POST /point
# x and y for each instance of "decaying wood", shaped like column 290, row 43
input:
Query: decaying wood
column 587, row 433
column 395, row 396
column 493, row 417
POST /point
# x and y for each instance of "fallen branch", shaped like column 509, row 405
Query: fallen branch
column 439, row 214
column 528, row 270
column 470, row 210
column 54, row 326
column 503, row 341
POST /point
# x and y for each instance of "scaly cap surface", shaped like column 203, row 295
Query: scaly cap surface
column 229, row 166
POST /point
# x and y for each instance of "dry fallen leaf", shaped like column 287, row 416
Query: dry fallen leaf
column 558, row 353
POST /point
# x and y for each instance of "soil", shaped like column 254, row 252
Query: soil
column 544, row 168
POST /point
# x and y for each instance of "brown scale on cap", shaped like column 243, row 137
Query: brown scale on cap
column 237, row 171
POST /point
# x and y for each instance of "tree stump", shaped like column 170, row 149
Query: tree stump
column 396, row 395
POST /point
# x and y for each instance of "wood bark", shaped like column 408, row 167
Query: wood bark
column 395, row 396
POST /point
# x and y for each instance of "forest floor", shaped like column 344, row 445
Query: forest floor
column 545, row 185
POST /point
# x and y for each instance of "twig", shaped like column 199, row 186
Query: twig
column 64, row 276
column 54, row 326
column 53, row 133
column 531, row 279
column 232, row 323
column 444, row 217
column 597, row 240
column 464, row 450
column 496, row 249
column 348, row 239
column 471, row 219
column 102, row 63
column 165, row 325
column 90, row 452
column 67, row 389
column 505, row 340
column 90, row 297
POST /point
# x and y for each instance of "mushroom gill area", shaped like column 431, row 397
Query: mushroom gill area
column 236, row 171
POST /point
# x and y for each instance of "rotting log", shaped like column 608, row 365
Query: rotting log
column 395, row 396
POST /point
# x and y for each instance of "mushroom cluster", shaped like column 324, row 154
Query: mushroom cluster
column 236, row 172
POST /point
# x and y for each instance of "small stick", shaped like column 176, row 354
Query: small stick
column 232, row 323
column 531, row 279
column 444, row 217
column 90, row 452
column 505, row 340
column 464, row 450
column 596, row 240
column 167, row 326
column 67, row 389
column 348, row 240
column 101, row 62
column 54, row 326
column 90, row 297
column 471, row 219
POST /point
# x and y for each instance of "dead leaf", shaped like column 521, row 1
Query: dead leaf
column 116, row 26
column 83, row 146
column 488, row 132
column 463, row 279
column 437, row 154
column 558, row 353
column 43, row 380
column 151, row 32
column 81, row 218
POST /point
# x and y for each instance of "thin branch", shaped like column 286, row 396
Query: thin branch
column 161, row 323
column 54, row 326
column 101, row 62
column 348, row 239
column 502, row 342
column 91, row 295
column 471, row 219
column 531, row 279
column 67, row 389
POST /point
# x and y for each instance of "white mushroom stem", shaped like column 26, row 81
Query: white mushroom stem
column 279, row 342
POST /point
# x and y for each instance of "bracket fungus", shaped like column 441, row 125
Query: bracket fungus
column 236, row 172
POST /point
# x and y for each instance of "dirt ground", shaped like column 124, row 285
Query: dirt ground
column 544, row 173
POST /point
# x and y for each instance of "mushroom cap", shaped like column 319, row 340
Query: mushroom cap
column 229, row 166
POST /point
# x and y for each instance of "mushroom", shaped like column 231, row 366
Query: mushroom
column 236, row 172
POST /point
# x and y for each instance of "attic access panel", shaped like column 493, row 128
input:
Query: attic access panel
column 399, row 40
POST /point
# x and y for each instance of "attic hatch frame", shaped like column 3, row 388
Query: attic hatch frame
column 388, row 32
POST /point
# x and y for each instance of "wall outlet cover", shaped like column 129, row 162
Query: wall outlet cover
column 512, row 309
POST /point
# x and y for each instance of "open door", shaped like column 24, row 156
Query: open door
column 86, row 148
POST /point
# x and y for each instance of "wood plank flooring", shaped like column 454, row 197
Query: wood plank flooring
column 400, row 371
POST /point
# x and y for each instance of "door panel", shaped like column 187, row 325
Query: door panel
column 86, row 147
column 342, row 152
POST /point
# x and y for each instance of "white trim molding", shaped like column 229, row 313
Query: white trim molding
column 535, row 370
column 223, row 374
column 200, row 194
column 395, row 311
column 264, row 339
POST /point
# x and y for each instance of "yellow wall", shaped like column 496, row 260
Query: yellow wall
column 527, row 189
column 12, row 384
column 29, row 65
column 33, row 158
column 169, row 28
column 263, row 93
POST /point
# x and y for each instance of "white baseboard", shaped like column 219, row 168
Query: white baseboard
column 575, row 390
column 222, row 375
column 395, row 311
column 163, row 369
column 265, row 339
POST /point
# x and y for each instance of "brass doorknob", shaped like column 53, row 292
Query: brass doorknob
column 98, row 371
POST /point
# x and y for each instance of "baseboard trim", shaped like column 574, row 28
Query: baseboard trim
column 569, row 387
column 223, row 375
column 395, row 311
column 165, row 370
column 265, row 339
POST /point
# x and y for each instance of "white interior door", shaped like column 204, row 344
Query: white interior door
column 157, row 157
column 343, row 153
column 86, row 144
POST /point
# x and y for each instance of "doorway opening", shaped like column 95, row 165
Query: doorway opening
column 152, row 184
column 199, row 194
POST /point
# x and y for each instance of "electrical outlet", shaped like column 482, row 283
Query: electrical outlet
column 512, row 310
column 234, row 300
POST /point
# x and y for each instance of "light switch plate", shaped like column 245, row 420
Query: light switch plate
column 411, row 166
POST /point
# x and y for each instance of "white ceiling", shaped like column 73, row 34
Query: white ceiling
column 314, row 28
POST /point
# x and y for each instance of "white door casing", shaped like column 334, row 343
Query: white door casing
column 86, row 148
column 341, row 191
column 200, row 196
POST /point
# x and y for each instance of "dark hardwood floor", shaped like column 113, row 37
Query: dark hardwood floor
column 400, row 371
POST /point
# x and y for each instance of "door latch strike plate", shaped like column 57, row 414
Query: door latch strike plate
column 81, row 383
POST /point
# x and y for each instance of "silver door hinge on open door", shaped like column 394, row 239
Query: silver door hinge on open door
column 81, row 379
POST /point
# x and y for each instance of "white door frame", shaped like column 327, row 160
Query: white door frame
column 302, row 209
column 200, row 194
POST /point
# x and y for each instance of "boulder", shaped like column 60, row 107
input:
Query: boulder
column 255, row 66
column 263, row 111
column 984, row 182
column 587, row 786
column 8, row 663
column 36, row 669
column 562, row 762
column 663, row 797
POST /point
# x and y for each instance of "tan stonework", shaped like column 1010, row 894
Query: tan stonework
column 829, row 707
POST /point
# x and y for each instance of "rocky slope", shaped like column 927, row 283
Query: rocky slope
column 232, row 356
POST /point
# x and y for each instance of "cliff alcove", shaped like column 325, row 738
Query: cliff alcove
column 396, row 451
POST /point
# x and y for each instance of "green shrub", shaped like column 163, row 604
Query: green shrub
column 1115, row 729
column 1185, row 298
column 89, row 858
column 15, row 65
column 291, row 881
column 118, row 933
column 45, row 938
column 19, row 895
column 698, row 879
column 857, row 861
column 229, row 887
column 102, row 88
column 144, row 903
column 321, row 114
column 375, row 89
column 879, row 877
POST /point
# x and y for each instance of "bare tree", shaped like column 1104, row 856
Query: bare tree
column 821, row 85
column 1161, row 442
━━━━━━━━
→ What is asked: Render the material, starting with its first line and going on through the line containing "column 544, row 168", as a JSON list of strings with one string per line and blank lines omitted.

→ Problem solution:
[
  "POST /point",
  "# x and y for each instance of \"decaying wood\", shaped like column 290, row 43",
  "input:",
  "Query: decaying wood",
  "column 587, row 433",
  "column 395, row 396",
  "column 493, row 417",
  "POST /point",
  "# x and y for each instance of \"fallen branch\", shaped like column 509, row 405",
  "Query: fallen branch",
  "column 439, row 214",
  "column 528, row 270",
  "column 470, row 210",
  "column 54, row 326",
  "column 503, row 341",
  "POST /point",
  "# x and y for each instance of \"scaly cap surface\", shaped like column 203, row 295",
  "Query: scaly cap surface",
  "column 229, row 166",
  "POST /point",
  "# x and y for each instance of \"dry fallen leaf\", shaped like column 287, row 416",
  "Query: dry fallen leaf",
  "column 558, row 353",
  "POST /point",
  "# x and y for each instance of \"soil\", shaped like column 254, row 252",
  "Query: soil",
  "column 544, row 168"
]